⟨

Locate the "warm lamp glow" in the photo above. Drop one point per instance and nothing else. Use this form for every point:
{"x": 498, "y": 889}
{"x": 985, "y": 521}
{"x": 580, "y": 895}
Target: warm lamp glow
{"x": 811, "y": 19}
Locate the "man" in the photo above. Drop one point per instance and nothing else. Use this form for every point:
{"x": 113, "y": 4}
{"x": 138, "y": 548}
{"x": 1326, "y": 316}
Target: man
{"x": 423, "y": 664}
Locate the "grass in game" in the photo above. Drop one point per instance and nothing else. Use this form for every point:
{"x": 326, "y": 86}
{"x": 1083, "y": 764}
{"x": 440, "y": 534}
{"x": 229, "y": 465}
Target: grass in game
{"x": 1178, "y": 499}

⟩
⟨

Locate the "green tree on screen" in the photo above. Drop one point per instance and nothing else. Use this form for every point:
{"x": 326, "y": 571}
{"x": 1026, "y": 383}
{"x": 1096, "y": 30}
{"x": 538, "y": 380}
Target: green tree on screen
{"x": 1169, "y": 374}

⟩

How many lines in the records above contain the string "else"? Reply with the number alone.

4